ENUNCIADO: Reproduza na íntegra a análise do filme “Minha vida em cor de rosa”, sem nenhuma alteração.

##### TEXTO FORNECIDO

Análise do filme “Minha vida em cor de rosa” (1997), Alain Berliner
O filme europeu tem como principal
temática a sexualidade, mas que é abordada de forma delicada e comovente. Conta
a história de um garoto de sete anos chamado Ludovic que acreditava que um dia
poderia ser uma menina. Os problemas começam quando a família do garoto muda-se
para um bairro de classe média alta, onde a maioria dos vizinhos demonstra-se
de um conservadorismo exacerbado e a transgressão de gênero de Ludovic começa a
incomodá-los. Essa manifestação de contrariedade dos vizinhos a respeito do
comportamento do garoto deve-se a toda uma construção do pensamento humano
sobre o que deve ser aceito e o que deve ser repreendido.

##########
##### DADOS FORNECIDOS

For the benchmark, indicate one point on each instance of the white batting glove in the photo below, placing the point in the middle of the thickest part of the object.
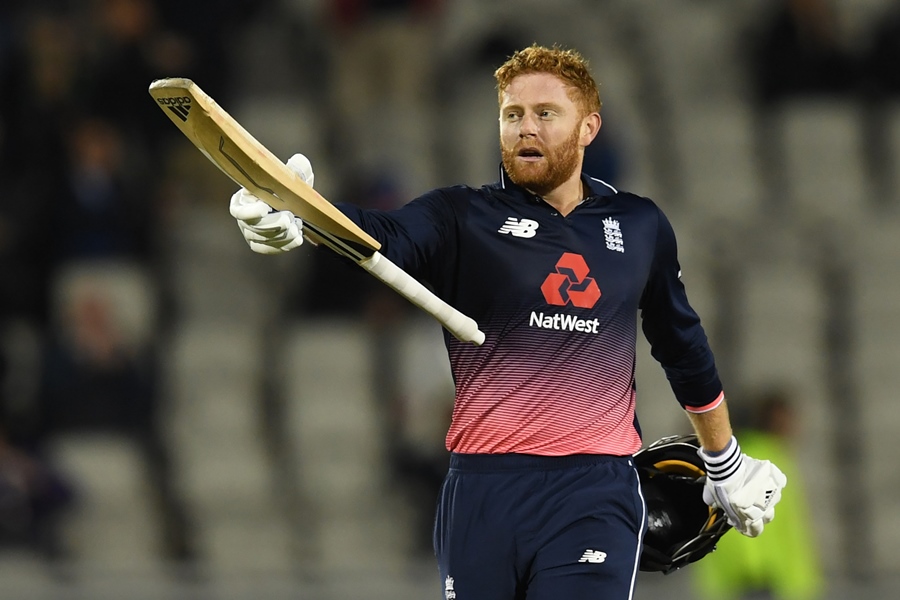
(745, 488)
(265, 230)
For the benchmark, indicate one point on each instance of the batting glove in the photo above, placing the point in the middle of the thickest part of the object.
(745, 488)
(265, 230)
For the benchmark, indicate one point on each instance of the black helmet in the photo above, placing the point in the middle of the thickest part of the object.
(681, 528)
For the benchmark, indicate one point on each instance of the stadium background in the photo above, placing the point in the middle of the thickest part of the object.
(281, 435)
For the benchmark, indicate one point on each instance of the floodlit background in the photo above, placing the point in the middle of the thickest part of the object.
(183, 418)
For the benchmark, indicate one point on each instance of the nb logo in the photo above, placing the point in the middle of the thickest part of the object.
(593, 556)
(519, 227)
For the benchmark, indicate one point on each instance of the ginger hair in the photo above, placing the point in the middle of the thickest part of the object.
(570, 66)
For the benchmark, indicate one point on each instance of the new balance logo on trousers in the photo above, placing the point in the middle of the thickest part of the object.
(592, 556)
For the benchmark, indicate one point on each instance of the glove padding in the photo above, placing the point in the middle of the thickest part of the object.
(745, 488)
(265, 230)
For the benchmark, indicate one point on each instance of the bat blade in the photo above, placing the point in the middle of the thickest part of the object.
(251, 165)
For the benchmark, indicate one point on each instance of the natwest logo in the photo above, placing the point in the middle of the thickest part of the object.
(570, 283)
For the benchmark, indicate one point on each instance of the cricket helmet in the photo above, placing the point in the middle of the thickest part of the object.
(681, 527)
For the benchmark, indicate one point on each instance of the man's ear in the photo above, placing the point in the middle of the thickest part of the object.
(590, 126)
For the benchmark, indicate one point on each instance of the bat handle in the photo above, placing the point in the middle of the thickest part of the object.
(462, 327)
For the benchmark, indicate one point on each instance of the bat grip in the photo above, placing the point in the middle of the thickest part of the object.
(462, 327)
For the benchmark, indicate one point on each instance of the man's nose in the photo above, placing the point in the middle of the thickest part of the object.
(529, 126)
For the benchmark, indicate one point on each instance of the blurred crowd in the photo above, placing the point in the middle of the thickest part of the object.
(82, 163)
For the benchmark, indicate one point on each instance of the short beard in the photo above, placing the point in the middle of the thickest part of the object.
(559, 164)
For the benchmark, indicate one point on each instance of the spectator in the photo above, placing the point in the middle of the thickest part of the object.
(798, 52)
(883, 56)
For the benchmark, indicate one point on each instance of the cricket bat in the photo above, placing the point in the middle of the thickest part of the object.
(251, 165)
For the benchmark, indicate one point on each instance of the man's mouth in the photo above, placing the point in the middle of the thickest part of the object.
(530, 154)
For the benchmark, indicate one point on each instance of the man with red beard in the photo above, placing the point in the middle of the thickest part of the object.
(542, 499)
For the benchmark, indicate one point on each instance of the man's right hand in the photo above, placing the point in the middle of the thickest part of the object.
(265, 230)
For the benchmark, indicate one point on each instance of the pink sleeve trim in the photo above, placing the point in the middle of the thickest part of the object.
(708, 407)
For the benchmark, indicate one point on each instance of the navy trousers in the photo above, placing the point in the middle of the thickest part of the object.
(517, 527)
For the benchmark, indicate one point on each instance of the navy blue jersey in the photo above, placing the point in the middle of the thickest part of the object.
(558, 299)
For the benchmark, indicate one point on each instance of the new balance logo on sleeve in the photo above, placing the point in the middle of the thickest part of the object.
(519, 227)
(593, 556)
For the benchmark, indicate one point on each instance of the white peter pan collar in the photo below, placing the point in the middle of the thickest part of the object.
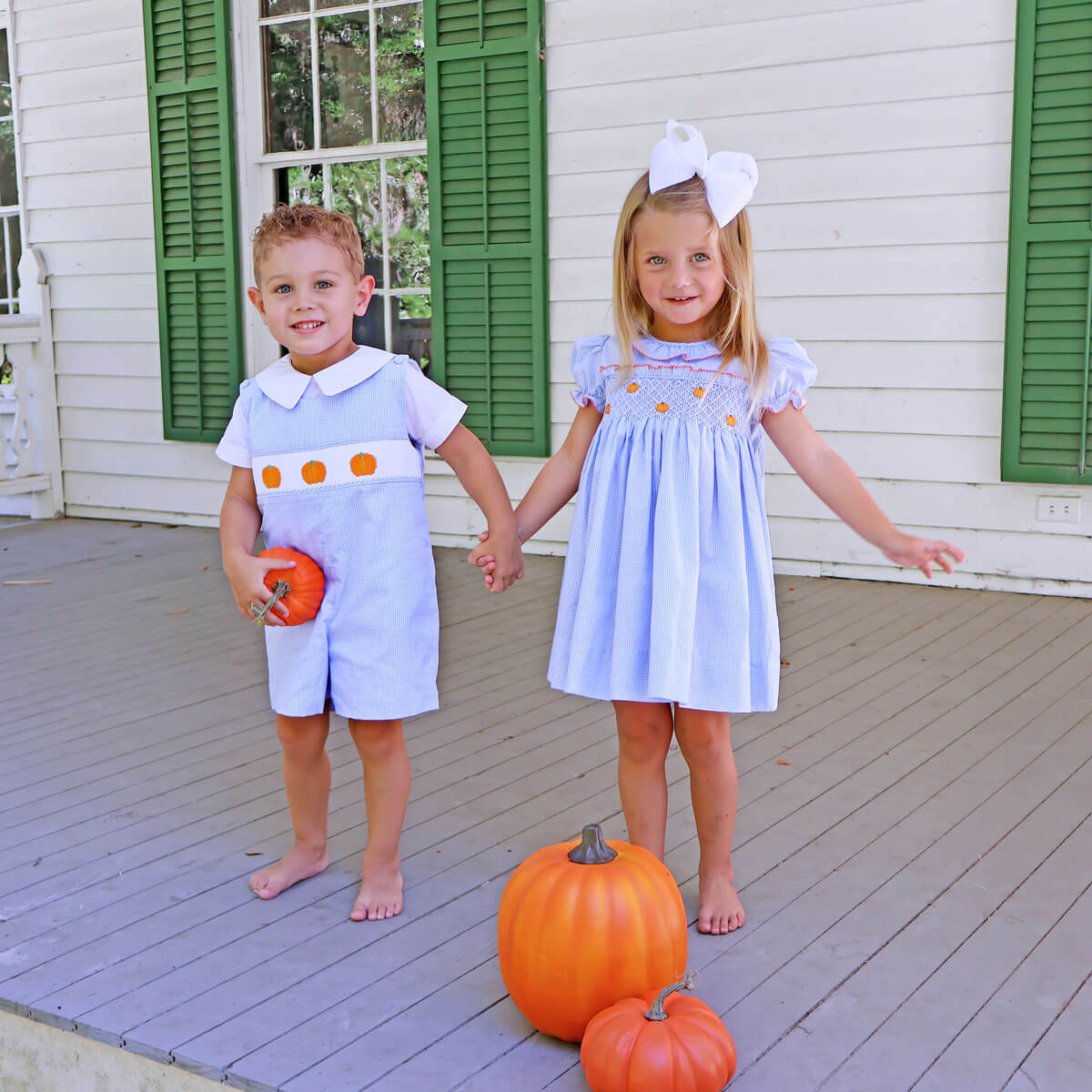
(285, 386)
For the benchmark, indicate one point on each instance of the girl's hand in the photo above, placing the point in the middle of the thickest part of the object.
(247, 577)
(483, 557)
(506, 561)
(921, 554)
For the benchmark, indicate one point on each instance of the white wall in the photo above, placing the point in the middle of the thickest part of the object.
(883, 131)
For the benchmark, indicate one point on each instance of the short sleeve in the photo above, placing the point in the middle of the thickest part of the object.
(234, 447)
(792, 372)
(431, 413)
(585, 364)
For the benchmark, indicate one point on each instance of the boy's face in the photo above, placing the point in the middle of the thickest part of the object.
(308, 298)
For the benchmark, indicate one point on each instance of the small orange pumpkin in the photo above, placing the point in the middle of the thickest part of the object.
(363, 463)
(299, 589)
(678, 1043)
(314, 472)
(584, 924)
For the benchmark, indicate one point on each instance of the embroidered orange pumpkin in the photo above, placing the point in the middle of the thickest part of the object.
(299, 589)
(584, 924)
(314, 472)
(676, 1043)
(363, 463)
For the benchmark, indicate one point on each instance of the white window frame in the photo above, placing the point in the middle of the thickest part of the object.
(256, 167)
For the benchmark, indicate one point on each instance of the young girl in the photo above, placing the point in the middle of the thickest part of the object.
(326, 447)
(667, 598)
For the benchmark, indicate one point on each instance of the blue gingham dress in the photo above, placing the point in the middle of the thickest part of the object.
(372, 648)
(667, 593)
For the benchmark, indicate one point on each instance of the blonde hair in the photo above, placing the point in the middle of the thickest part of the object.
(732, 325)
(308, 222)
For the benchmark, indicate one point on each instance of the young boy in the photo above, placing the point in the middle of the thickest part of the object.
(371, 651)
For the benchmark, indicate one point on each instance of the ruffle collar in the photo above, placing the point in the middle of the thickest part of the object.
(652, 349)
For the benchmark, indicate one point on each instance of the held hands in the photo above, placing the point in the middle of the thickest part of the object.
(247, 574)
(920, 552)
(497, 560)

##########
##### DADOS FORNECIDOS

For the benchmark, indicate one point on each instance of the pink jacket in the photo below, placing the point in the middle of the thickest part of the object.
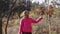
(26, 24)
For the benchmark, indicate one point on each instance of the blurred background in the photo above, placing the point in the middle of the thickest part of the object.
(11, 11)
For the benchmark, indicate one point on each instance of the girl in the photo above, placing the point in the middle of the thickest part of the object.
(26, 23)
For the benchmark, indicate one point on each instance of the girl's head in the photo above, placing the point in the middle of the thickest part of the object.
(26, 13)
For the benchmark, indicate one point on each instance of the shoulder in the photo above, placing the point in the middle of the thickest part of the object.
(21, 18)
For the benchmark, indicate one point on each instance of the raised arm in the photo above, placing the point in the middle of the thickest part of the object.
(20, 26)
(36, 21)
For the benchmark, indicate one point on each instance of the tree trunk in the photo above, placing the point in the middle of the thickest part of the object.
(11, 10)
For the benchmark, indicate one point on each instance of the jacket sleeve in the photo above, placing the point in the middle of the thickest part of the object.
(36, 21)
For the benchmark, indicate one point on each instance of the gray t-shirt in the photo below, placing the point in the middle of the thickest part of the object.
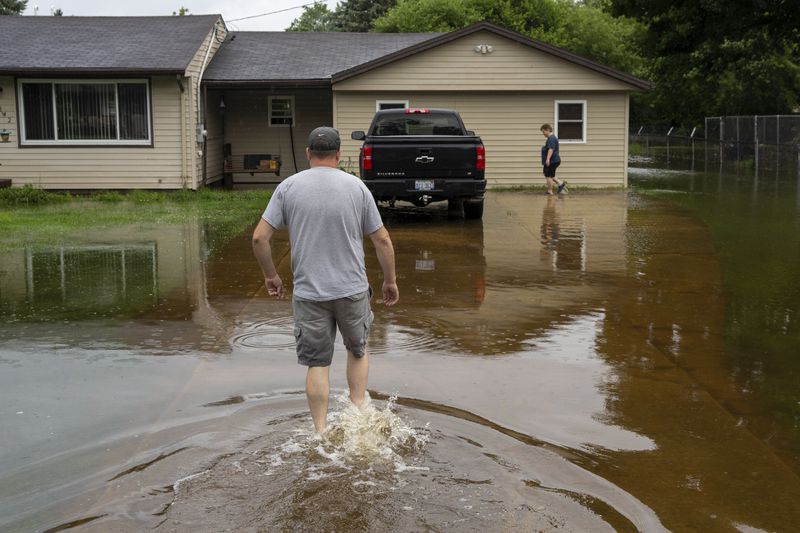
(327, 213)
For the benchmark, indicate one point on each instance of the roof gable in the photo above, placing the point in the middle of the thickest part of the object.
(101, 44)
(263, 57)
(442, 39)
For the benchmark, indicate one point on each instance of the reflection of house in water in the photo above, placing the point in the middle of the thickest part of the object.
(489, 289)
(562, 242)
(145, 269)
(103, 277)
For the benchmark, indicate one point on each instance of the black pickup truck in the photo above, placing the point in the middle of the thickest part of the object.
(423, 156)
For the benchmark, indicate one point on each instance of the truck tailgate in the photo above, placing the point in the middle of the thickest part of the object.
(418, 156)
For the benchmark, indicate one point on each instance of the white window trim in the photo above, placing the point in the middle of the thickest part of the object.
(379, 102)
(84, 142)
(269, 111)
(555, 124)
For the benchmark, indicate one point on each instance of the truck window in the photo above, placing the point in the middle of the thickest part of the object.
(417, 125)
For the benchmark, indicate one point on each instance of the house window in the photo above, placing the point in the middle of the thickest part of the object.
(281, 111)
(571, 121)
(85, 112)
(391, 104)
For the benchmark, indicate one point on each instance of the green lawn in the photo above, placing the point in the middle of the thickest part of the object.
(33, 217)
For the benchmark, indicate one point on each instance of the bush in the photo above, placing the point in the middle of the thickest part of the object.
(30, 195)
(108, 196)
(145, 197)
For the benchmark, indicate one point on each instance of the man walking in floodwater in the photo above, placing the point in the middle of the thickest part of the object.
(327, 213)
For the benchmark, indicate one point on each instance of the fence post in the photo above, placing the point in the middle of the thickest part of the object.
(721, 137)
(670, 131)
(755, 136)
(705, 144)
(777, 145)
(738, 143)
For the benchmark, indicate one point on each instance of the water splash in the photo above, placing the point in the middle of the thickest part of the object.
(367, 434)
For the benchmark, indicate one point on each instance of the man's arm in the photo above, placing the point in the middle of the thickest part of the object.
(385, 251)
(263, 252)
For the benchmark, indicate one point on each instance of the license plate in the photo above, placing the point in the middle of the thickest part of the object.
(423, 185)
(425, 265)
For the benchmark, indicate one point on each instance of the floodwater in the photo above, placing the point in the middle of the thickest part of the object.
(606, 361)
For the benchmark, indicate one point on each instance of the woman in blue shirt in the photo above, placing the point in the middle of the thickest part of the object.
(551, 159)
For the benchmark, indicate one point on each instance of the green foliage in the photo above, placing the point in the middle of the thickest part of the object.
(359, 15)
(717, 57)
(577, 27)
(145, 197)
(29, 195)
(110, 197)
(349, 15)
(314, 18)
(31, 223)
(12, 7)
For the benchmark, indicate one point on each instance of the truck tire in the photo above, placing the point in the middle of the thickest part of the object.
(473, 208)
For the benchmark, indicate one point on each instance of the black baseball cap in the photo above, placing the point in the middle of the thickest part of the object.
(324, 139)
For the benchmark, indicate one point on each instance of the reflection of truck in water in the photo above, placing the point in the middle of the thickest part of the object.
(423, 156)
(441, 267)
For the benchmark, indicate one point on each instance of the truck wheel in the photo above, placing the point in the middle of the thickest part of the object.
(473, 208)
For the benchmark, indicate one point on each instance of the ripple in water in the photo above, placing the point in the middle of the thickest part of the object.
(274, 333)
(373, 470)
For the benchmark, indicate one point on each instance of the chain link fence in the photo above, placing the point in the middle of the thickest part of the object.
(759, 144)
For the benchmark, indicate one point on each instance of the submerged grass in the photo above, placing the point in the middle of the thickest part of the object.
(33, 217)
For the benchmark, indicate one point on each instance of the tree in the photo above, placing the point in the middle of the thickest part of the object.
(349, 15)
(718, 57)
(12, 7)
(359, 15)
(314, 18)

##########
##### DADOS FORNECIDOS

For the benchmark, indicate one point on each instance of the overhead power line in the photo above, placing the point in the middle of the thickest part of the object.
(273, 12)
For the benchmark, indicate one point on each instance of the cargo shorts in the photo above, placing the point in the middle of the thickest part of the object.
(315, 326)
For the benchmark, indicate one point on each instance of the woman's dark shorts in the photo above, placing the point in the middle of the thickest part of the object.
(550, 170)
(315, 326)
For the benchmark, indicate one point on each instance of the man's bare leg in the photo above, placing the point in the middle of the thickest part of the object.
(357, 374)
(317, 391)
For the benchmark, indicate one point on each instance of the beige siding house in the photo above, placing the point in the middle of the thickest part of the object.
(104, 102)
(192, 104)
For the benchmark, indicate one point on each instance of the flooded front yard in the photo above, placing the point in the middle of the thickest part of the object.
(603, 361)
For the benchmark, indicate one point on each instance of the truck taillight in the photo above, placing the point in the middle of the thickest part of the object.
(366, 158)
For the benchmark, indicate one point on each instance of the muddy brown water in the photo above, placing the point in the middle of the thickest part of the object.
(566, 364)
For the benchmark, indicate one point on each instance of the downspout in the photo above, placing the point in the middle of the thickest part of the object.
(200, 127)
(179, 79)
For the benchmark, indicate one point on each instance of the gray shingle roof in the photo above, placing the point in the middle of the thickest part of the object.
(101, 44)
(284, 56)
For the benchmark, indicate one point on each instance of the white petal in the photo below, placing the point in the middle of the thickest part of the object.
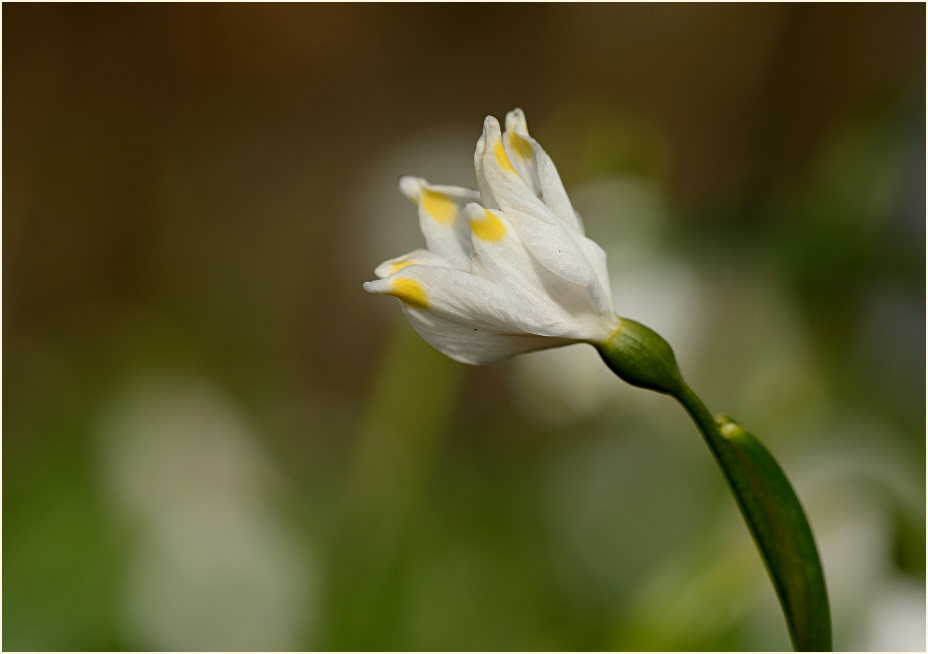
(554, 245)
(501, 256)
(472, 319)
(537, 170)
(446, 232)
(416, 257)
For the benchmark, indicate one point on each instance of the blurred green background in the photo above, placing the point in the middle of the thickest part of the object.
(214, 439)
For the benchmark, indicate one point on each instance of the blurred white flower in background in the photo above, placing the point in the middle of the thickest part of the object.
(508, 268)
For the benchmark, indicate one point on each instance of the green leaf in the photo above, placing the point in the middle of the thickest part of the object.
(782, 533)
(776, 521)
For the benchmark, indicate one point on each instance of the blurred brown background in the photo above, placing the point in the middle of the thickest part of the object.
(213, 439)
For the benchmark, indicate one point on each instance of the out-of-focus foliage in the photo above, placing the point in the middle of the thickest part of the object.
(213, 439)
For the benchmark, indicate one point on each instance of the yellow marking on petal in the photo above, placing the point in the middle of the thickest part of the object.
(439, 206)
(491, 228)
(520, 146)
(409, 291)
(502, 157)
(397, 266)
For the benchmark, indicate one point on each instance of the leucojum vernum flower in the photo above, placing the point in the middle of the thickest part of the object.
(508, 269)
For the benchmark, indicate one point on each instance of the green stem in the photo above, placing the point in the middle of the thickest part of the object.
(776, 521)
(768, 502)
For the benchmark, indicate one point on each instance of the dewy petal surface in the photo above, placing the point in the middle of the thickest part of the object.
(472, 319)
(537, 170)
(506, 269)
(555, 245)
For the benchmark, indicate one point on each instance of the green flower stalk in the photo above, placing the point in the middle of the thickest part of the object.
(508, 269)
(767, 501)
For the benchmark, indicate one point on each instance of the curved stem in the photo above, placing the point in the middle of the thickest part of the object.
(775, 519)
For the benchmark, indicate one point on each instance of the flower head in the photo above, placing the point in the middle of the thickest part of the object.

##########

RESOLUÇÃO DO EXERCÍCIO:
Análise do filme “Minha vida em cor de rosa” (1997), Alain Berliner
O filme europeu tem como principal
temática a sexualidade, mas que é abordada de forma delicada e comovente. Conta
a história de um garoto de sete anos chamado Ludovic que acreditava que um dia
poderia ser uma menina. Os problemas começam quando a família do garoto muda-se
para um bairro de classe média alta, onde a maioria dos vizinhos demonstra-se
de um conservadorismo exacerbado e a transgressão de gênero de Ludovic começa a
incomodá-los. Essa manifestação de contrariedade dos vizinhos a respeito do
comportamento do garoto deve-se a toda uma construção do pensamento humano
sobre o que deve ser aceito e o que deve ser repreendido.